_Kurze Aufgabe a_: Finde alle Zeilen, in denen das Wort "pole" vorkommt, und schreibe jede dieser Zeilen vollständig ab.

_Dokumentauszug_:
....

So viel Zeit wird nicht bleiben, nächste Woche gibt es ja schon ein Ergebnis.
Die Proteste starten ja nicht erst jetzt. Die Leute haben sich sogar schon im vergangenen Jahr beschwert. Das Europaparlament hatte daraufhin im Juli zunächst gegen die Reformen gestimmt. Das Problem ist nur, dass viele meiner Kollegen den Mythos gekauft hatten, dass es sich bei den Beschwerde-Emails um Bots handeln könnte. Die Proteste auf der Straße sind jetzt das richtige Mittel, um das Gegenteil zu beweisen.
Scheint nur begrenzt zu funktionieren. Artikel 13-Wegbereiter Axel Voss behauptet, die Proteste seien uninformiert, einseitig und fremdgesteuert.
Es ist schade, dass die Zivilgesellschaft und auch die Jugendlichen jetzt wieder diese Rolle einnehmen müssen, nur verhindern zu müssen, dass es nicht noch schlimmer wird. Der Grund, warum sich die Proteste so auf Artikel 13 konzentrieren ist doch einfach: Er ist ein Paradebeispiel dafür, dass Politiker das Internet nicht verstanden haben und das auch immer wieder unter Beweis stellen. Gleichzeitig lehnen sie einfach die Erfahrung und die Expertise der jungen Generation ab. Daher kommt aber doch der Protest.
Es lässt sich aber kaum abstreiten, dass der Rest des neuen Urheberrechts kaum eine Rolle zu spielen scheint bei den Demonstrationen.

....

_Kurze Aufgabe b_: Prüfe für jede der folgenden Aussagen, ob sie mit dem Text über die Proteste gegen Artikel 13 übereinstimmt, und antworte jeweils mit Ja oder Nein sowie den entscheidenden Worten des Textes als wörtlichem Zitat. (i) Das Europaparlament stimmte im Juli zunächst gegen die Reformen. (ii) Axel Voss hält die Proteste für gut informiert. (iii) Die Beschwerden der Leute begannen erst in diesem Jahr.

Gespeicherte Datensatzeinträge:
....

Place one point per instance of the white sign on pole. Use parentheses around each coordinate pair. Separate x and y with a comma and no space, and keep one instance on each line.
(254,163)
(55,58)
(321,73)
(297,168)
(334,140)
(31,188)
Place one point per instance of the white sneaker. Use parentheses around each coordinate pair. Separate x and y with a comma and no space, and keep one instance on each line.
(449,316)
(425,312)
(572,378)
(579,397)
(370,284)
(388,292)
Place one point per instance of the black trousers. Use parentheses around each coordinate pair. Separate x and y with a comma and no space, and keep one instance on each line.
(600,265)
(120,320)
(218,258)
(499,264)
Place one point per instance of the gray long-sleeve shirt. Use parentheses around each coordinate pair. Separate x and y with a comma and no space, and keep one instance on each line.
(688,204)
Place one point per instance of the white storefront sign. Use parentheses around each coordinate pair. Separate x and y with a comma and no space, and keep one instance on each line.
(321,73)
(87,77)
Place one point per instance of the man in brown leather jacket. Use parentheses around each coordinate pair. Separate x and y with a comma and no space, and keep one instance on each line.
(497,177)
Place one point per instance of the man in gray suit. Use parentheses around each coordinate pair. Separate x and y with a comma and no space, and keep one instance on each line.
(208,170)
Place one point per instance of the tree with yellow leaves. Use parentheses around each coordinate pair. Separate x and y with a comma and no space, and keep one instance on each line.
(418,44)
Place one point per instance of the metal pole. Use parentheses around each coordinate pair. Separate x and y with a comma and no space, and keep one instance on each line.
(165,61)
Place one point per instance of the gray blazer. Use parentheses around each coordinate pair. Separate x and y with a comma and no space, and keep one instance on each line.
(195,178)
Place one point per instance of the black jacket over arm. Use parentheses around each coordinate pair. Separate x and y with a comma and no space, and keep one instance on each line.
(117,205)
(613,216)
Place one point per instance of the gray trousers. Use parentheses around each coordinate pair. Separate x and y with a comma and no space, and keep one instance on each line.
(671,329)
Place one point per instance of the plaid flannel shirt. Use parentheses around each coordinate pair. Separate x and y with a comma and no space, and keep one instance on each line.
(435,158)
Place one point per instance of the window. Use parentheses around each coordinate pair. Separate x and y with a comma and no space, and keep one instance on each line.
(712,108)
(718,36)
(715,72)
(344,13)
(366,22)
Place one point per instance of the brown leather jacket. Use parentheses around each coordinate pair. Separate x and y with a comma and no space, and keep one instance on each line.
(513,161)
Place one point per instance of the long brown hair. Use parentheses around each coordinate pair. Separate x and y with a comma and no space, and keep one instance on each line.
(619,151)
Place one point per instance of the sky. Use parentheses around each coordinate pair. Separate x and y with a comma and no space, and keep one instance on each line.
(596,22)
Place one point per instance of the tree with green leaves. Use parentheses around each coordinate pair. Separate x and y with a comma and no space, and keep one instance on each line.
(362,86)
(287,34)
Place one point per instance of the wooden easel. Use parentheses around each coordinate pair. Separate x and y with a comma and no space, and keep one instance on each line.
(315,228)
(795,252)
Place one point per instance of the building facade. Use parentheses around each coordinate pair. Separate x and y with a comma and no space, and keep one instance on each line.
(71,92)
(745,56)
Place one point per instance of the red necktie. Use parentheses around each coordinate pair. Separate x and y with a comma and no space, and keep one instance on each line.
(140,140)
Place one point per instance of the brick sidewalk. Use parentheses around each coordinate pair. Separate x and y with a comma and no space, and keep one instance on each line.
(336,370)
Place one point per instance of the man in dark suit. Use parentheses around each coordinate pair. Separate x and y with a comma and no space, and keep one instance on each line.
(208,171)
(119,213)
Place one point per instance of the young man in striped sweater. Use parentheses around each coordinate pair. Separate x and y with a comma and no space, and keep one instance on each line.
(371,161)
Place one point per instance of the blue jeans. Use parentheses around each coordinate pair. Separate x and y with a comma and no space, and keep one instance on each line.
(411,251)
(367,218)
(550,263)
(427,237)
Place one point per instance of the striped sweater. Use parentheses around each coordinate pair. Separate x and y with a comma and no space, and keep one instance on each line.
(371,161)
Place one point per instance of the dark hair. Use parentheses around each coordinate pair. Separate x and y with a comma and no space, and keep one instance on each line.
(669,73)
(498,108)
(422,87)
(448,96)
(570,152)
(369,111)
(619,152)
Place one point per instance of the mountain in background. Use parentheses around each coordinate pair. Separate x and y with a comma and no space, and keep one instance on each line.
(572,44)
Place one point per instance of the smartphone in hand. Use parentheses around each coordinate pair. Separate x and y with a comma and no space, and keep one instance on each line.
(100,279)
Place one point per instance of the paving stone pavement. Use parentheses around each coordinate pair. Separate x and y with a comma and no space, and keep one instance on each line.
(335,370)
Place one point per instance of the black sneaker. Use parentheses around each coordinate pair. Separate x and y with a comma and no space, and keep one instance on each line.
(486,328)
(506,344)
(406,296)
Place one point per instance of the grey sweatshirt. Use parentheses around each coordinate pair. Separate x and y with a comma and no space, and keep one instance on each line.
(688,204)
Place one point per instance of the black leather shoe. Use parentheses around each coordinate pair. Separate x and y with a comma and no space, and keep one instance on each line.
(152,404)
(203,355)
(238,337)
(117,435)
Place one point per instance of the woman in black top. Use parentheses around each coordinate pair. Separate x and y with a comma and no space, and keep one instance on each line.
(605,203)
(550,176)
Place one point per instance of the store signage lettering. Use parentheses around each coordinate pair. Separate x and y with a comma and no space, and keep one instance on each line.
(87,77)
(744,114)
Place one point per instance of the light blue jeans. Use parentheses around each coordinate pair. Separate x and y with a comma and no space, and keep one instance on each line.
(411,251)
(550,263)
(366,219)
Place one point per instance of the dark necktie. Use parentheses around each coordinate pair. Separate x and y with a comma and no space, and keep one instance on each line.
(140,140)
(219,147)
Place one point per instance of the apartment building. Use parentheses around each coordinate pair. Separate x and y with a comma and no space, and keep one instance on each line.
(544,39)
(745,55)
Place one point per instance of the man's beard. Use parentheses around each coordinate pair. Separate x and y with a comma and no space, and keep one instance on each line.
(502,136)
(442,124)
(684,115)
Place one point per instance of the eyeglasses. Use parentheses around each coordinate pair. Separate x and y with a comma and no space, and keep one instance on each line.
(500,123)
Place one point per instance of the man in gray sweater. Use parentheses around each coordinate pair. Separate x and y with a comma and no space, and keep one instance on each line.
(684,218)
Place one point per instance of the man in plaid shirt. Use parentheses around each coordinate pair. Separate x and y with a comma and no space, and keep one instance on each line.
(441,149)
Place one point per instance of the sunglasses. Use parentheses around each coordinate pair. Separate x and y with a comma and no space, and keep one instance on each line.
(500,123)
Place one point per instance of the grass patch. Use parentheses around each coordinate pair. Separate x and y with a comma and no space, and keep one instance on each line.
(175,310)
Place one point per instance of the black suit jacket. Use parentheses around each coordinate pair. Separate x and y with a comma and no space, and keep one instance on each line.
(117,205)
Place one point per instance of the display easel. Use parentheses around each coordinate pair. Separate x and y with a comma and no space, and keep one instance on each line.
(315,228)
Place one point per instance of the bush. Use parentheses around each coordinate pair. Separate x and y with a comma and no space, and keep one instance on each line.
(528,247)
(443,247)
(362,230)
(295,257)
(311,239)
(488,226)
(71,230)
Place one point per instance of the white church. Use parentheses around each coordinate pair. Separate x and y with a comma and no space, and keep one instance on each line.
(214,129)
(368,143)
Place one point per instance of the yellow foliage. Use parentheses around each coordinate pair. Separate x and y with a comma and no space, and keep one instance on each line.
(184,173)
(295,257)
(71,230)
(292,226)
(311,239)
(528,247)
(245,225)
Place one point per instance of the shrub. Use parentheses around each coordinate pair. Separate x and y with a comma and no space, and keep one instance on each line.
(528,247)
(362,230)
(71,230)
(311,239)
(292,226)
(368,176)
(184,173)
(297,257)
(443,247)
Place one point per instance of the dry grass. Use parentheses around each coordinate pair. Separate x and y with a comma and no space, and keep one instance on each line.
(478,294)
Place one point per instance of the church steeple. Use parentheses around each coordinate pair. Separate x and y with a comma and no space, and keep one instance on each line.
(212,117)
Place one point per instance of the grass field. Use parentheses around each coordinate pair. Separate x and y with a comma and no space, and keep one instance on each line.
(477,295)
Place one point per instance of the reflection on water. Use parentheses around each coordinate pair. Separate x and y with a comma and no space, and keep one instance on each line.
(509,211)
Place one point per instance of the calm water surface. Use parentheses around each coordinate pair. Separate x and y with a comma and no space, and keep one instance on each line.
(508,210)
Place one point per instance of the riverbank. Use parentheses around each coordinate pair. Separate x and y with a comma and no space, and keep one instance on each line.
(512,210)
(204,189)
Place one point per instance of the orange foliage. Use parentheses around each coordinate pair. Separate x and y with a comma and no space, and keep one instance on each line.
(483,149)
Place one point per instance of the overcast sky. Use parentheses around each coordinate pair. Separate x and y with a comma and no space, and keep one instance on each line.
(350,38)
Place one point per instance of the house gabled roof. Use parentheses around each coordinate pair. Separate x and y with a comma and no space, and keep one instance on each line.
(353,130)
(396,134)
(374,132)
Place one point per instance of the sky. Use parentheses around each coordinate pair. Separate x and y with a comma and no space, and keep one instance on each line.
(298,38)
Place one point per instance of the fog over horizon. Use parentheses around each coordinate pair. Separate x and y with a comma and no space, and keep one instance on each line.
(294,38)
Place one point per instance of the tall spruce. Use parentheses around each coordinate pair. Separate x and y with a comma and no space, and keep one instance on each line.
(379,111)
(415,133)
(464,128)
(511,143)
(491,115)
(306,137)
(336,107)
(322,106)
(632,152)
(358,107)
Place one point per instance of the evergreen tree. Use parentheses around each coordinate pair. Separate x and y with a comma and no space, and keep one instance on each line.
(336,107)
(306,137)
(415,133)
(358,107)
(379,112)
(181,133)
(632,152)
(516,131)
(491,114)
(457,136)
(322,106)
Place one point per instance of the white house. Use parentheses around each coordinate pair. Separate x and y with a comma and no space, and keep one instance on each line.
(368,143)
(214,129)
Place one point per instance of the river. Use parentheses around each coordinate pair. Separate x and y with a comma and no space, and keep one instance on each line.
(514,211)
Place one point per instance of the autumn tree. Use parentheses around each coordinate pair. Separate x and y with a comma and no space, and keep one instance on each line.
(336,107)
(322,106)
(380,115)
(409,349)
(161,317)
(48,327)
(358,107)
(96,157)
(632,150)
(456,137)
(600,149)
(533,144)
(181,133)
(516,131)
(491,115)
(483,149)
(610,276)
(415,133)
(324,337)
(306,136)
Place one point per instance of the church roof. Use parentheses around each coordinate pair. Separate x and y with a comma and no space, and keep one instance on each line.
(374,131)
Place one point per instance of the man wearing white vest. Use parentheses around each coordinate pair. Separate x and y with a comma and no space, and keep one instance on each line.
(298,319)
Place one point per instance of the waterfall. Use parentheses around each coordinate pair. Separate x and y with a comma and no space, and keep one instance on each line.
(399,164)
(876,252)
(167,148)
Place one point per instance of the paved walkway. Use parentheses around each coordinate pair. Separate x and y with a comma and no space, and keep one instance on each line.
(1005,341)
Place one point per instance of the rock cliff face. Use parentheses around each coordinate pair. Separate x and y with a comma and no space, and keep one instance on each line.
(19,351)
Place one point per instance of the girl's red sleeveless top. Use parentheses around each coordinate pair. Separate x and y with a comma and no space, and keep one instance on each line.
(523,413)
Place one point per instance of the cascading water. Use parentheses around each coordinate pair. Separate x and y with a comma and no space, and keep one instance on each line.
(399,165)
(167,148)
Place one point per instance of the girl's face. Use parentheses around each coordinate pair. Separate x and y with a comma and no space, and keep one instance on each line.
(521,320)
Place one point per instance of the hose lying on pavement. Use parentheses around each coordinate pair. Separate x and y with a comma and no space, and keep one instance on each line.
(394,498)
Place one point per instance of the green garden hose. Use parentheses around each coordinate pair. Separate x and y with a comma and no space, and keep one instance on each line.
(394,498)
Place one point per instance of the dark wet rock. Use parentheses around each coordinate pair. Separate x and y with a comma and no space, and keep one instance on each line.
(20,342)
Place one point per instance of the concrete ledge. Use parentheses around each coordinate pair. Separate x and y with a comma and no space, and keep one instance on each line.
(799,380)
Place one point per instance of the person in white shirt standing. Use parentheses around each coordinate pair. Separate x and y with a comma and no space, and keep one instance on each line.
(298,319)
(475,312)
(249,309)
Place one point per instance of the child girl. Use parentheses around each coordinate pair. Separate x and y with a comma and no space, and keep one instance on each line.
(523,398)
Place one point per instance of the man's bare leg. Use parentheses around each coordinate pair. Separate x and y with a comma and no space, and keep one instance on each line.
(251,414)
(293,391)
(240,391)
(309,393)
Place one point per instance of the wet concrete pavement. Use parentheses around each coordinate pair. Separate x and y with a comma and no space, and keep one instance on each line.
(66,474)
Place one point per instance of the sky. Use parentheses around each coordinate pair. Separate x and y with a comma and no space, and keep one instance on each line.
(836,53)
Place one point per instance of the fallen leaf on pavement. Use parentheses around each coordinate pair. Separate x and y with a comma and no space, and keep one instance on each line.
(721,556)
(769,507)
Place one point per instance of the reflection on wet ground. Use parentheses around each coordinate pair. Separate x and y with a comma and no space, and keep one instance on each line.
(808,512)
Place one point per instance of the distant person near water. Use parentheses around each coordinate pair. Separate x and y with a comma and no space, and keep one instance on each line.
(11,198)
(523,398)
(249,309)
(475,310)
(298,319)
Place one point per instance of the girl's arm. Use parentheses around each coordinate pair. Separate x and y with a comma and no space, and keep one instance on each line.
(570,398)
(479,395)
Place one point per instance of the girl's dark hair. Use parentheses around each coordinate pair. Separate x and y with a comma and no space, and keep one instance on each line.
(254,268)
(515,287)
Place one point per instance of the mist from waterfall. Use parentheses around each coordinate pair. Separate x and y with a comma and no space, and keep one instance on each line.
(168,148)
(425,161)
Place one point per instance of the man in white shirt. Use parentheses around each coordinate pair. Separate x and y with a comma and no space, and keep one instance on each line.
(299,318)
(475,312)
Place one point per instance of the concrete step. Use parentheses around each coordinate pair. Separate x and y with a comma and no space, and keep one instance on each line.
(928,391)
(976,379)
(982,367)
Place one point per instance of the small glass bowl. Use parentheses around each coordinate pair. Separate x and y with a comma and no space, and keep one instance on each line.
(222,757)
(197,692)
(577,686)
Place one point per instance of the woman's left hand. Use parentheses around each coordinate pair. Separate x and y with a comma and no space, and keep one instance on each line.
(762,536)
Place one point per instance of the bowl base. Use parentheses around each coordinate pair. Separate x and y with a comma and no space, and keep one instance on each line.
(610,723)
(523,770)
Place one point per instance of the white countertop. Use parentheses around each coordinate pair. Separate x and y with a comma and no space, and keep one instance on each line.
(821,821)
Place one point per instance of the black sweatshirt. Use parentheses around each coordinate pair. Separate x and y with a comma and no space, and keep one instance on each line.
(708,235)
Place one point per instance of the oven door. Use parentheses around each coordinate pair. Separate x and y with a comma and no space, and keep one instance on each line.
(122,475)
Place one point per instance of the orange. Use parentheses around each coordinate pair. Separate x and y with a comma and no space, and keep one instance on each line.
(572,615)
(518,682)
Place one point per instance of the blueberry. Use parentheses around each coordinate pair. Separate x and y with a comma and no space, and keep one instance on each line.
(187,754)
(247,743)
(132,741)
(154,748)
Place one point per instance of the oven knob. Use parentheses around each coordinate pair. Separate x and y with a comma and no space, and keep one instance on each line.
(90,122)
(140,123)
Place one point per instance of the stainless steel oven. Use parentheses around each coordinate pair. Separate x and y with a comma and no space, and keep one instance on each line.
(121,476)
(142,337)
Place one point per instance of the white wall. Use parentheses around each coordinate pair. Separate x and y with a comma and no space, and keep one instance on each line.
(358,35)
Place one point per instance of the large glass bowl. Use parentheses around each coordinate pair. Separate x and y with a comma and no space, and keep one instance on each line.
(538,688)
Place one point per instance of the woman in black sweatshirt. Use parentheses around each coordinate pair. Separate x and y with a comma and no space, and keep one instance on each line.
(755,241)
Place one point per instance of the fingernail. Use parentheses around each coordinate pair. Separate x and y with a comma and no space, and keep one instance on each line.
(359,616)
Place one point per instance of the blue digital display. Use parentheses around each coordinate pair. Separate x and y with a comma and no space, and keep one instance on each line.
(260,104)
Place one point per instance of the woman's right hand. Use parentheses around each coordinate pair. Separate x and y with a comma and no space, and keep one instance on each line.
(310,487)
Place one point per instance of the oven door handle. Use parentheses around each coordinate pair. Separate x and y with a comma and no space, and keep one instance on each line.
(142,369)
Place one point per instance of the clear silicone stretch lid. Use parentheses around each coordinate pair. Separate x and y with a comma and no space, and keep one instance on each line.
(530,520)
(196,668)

....

_Lösung a_:
Place one point per instance of the white sign on pole. Use parentheses around each coordinate pair. Separate x and y with a comma and no space, and keep one instance on each line.
Place one point per instance of the metal pole. Use parentheses around each coordinate pair. Separate x and y with a comma and no space, and keep one instance on each line.

_Lösung b_:
(i) Ja: „Das Europaparlament hatte daraufhin im Juli zunächst gegen die Reformen gestimmt.“
(ii) Nein: „Axel Voss behauptet, die Proteste seien uninformiert, einseitig und fremdgesteuert.“
(iii) Nein: „Die Leute haben sich sogar schon im vergangenen Jahr beschwert.“